[[ Material for the task open ]]

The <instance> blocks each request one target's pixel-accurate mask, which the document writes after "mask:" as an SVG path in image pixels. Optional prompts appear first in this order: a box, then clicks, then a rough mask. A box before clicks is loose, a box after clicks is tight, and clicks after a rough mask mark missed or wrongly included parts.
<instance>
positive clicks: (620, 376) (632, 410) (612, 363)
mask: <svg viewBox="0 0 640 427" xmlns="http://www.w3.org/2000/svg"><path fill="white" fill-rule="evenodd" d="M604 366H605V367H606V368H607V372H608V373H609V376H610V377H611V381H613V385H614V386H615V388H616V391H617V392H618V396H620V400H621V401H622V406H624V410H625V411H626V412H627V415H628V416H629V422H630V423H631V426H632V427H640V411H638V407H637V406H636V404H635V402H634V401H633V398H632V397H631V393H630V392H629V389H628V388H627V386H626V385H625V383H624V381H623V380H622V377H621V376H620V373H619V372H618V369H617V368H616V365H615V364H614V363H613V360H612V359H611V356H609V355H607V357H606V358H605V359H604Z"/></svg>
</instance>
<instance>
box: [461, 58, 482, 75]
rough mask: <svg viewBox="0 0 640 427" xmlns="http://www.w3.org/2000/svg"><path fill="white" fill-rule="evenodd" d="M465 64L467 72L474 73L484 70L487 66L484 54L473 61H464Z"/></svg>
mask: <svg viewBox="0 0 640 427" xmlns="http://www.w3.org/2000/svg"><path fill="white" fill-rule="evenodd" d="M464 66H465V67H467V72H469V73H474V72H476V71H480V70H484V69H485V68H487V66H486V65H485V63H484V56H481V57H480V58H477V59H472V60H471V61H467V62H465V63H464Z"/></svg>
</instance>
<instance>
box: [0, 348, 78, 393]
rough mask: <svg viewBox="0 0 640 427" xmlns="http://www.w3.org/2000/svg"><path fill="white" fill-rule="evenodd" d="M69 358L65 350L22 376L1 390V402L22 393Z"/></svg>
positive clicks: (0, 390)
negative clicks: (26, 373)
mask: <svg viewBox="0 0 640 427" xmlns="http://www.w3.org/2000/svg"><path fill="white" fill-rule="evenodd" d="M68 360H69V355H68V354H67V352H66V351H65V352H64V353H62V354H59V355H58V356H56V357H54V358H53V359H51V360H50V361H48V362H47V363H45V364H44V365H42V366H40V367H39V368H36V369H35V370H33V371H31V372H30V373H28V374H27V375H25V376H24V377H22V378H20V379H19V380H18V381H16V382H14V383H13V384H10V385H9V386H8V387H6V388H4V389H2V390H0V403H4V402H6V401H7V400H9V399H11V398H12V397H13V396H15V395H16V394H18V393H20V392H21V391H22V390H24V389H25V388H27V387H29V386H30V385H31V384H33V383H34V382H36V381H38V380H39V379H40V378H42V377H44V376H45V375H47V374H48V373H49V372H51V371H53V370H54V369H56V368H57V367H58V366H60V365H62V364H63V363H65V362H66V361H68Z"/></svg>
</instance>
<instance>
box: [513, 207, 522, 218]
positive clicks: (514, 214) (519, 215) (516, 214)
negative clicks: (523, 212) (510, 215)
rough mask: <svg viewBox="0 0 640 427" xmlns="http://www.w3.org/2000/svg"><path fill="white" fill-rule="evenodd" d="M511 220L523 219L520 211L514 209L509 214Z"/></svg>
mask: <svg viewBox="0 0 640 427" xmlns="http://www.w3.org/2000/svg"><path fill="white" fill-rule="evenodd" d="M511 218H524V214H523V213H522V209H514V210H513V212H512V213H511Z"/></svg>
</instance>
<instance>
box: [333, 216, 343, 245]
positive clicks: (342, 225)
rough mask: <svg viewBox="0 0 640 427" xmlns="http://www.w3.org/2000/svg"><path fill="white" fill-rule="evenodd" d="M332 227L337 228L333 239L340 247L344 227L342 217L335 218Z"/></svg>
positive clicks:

[[ Material for the task closed ]]
[[ Material for the task open ]]

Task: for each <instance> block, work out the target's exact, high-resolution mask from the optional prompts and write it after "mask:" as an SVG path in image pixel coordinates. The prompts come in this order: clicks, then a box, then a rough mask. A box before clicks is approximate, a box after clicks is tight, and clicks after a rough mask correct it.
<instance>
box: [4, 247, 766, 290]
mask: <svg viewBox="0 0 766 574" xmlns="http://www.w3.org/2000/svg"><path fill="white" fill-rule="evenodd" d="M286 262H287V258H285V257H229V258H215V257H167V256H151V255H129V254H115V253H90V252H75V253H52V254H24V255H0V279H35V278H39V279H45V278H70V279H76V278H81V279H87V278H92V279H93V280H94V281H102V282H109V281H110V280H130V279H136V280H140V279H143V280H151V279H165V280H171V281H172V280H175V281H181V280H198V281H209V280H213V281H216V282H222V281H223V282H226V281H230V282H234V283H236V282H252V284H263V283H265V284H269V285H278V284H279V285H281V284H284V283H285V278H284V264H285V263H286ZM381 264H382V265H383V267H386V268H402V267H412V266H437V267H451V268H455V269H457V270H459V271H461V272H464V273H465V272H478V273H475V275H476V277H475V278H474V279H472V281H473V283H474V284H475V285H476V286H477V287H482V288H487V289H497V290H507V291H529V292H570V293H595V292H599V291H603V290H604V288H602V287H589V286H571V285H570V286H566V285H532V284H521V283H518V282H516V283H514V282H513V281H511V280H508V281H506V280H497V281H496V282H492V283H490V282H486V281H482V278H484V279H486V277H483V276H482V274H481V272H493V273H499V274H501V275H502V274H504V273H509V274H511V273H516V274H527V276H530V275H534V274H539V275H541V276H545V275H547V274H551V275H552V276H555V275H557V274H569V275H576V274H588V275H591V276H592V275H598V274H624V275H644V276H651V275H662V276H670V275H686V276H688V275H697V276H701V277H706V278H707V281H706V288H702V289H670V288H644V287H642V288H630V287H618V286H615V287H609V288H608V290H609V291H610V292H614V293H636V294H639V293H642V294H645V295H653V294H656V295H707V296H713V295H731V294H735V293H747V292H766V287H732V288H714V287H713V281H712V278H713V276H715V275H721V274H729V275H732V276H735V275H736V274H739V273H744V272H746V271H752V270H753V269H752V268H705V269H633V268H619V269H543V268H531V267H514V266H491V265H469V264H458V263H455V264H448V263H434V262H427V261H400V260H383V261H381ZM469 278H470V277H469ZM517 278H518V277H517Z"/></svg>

[[ Material for the task closed ]]
[[ Material for the task open ]]

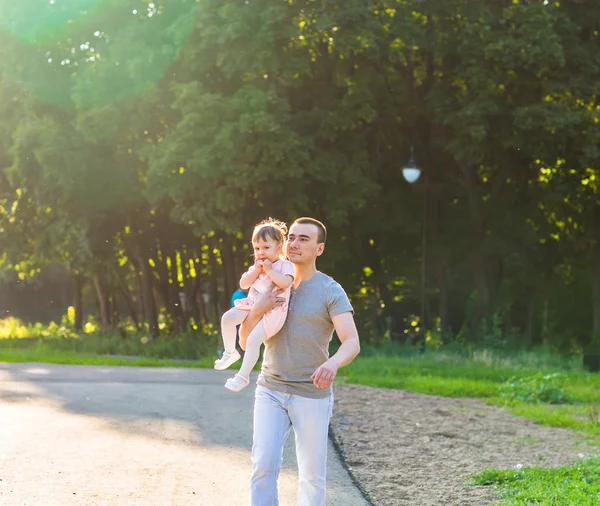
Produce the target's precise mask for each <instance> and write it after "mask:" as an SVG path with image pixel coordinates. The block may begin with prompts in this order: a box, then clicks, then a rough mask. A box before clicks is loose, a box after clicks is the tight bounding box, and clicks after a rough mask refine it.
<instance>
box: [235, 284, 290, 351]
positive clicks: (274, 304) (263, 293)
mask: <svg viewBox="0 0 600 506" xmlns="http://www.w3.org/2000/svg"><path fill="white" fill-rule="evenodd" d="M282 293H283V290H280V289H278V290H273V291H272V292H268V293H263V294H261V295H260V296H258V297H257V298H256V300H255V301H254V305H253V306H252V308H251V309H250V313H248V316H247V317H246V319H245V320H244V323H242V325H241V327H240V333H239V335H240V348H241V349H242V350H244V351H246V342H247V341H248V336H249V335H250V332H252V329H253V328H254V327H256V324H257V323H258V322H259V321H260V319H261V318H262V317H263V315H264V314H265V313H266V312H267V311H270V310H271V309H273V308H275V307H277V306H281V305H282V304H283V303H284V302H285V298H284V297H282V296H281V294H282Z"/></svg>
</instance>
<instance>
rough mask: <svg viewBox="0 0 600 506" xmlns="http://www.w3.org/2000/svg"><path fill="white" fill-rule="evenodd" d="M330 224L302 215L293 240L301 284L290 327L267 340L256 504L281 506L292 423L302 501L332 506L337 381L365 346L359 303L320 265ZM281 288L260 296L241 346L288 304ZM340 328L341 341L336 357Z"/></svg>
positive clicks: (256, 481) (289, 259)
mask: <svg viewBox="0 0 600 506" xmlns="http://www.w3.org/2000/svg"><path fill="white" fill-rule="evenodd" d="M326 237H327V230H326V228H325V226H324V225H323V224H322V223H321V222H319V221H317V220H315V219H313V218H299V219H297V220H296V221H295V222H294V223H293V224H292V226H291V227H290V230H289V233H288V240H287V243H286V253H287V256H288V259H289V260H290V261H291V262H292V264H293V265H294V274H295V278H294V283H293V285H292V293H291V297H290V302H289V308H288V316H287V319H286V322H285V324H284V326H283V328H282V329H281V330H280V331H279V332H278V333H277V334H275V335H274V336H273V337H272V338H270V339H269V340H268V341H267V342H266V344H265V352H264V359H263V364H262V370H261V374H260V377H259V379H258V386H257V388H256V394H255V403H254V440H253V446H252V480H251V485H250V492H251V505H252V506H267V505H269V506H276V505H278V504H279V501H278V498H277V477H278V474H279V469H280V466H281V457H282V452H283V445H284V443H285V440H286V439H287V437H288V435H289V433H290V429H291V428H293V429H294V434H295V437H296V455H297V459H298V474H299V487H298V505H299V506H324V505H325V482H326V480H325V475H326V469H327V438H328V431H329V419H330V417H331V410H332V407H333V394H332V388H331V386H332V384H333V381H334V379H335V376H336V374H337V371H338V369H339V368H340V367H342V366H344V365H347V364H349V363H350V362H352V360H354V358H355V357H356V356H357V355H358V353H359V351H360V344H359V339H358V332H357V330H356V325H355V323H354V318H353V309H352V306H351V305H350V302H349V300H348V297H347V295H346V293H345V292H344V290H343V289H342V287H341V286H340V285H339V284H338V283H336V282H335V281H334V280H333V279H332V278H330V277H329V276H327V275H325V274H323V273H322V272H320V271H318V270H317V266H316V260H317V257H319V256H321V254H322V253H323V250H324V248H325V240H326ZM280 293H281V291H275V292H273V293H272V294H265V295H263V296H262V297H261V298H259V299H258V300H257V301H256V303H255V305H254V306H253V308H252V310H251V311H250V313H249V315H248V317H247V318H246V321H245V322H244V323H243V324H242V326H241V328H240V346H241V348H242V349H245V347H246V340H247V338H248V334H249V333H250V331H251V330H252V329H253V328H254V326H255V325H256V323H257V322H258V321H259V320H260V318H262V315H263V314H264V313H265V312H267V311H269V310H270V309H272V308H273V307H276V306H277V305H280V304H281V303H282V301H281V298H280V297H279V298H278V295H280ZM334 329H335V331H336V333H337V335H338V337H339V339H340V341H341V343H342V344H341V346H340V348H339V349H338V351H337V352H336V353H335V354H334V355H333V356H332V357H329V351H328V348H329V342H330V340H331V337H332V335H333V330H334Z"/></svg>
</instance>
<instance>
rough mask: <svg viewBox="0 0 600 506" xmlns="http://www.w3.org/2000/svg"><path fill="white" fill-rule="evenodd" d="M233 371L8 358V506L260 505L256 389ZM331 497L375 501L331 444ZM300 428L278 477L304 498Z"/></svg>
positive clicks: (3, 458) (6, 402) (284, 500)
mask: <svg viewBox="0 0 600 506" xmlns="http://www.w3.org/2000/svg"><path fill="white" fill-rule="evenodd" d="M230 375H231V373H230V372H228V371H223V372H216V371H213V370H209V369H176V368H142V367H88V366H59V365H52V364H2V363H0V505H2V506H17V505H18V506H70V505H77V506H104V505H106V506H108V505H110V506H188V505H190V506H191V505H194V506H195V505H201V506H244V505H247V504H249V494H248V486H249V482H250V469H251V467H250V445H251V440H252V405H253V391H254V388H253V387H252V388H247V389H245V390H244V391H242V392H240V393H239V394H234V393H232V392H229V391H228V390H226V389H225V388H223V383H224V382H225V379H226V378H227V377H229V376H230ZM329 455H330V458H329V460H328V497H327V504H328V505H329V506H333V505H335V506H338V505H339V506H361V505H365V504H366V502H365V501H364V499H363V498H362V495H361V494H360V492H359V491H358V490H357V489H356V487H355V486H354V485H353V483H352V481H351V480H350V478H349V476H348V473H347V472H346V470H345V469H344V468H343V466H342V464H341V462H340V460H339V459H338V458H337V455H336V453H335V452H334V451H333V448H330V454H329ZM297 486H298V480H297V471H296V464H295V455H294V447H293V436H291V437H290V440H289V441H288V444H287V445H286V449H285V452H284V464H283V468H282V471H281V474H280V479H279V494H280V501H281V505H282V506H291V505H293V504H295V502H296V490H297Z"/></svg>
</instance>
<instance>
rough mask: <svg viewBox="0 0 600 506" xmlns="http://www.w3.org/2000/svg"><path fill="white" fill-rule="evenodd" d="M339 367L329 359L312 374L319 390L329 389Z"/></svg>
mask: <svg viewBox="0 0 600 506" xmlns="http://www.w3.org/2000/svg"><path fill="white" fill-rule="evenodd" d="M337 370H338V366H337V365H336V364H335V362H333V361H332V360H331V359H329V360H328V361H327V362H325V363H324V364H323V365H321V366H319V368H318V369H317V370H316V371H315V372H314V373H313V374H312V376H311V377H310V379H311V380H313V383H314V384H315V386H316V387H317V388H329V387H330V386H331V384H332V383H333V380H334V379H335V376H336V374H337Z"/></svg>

[[ Material for the task closed ]]

▸ **Exercise**:
Write out exactly the lines above from the line with "negative clicks: (523, 212) (510, 215)" through the line with "positive clicks: (342, 225)", both of them included, and leave out all other lines.

▸ **Answer space**:
negative clicks: (523, 212) (510, 215)
rough mask: <svg viewBox="0 0 640 427" xmlns="http://www.w3.org/2000/svg"><path fill="white" fill-rule="evenodd" d="M511 220L523 219L520 211L514 209L509 214Z"/></svg>
mask: <svg viewBox="0 0 640 427" xmlns="http://www.w3.org/2000/svg"><path fill="white" fill-rule="evenodd" d="M511 218H524V214H523V213H522V209H514V210H513V212H512V213H511Z"/></svg>
</instance>
<instance>
box: [333, 216, 343, 245]
positive clicks: (342, 225)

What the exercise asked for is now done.